Return, from the material below, each line in which the word "ring" is present.
Supplied entries: Begin
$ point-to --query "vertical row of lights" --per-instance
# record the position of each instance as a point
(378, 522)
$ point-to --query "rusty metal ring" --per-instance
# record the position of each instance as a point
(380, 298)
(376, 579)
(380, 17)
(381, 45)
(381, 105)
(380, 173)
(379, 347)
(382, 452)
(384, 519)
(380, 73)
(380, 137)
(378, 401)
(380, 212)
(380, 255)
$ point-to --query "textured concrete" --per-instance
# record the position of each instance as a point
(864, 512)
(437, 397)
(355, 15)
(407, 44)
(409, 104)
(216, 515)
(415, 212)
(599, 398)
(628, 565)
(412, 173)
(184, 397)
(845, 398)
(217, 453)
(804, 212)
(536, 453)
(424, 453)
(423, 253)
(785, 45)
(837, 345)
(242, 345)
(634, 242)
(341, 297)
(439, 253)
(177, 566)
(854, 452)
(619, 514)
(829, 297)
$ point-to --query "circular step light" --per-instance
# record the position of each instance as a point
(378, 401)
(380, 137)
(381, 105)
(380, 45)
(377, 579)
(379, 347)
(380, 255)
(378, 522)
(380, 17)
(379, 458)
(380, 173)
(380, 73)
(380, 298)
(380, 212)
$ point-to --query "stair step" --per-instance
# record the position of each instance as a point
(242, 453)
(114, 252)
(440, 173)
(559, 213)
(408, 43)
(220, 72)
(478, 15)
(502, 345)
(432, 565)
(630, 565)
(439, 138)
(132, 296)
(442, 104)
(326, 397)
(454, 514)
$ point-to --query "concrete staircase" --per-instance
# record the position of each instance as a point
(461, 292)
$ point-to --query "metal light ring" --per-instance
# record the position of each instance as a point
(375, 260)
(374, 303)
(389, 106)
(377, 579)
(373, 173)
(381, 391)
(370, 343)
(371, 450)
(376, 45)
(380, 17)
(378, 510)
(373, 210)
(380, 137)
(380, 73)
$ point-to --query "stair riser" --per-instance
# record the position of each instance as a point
Supplied entries: End
**Written solution:**
$ point-to --query "rusty metal ring" --per-instance
$ point-to --query "metal light ring" --per-instance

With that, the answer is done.